Всё дело в том, сначала много очень
Накладывал, сколь весило, не знал,
А, чтобы стрелка показала точно,
Всё лишнее с весов он убирал.

Клал на весы его коллега мало.
(Хоть грусть была видна в глазах детей)
Но дабы стрелка точность показала
Докладывал с улыбкою своей.

Пусть у детишек и смешна причина,
Её у них, пожалуй, не отнять.
Казалось, продавцу, она невинна.
Но так не смог -- в чём разница – понять!

----------


## zakko2009

*Щедрый работодатель*





Работодатель, что богат,
Прорабу был знакомым.
Заказу не случайно рад,
Построить аж два дома.

О щедрости его он знал,
Ведь, сей заказ не редок.
Что добросовестным слыл сам,
Работодатель ведал.

Заказ был странным лишь одним,
(«Хозяин-барин» -- точно!)
Тогда расплатится он с ним --
Когда дела закончит.

Два дома это не один.
Но уложился в срок.
«Прими работу, господин!
Всё сделал я, как смог!»

Работодателя восторг
Не передать в стихах.
Внутри, что во дворцах простор.
И «Ох» сменяло «Ах»!

Прораба чешется рука.
(Как говорят «к деньгам!»)
Не ждал услышать он никак --
«Заказ я новый дам!

Ты угодил мне целиком.
Нет слов, что -- молодец!
Построй, прораб, и третий дом,
Похожий на дворец»

Прораб рабочим духом пал.
Трудиться стал не очень.
Дешёвое всё закупал,
Дабы скорей закончить.

И упрощал то тут, то там.
(Заказчик не заметит)
Едва закончил, уж предстал
Пред господином с этим!

Сказал работодатель тут –
«Трудился ты не даром!

Записи для разметки контуров

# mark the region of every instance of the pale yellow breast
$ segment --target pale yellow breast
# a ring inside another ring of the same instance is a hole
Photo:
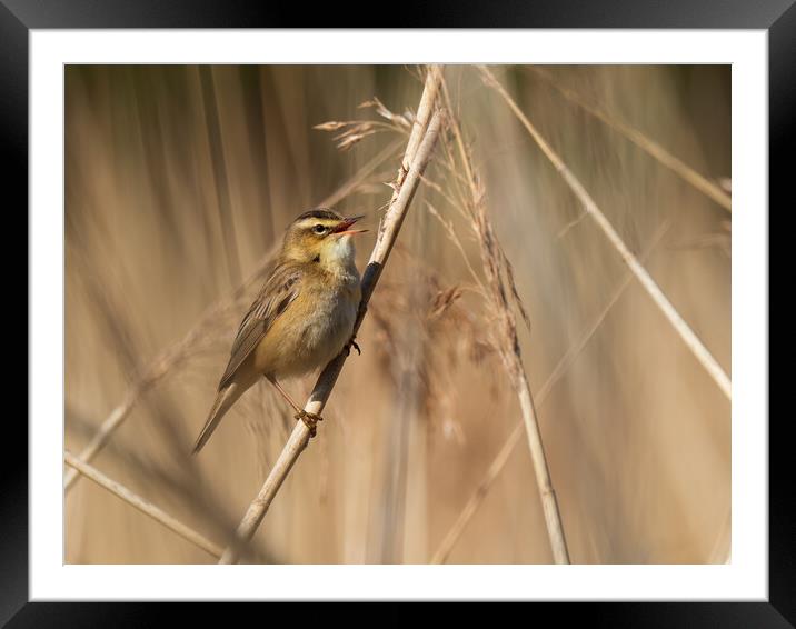
[[[350,339],[359,300],[358,278],[302,281],[255,350],[255,369],[285,378],[322,368]]]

> **Что требуется сделать**
1) Выпишите из исходного текста все фрагменты в круглых скобках вместе со скобками.
2) Повторите дословно все записи для разметки контуров, опустив изображения.

> **Ответы к упражнению**
1)
(Хоть грусть была видна в глазах детей)
(«Хозяин-барин» -- точно!)
(Как говорят «к деньгам!»)
(Заказчик не заметит)

2)
# mark the region of every instance of the pale yellow breast
$ segment --target pale yellow breast
# a ring inside another ring of the same instance is a hole
Photo:
[[[350,339],[359,300],[358,278],[302,281],[255,350],[255,369],[285,378],[322,368]]]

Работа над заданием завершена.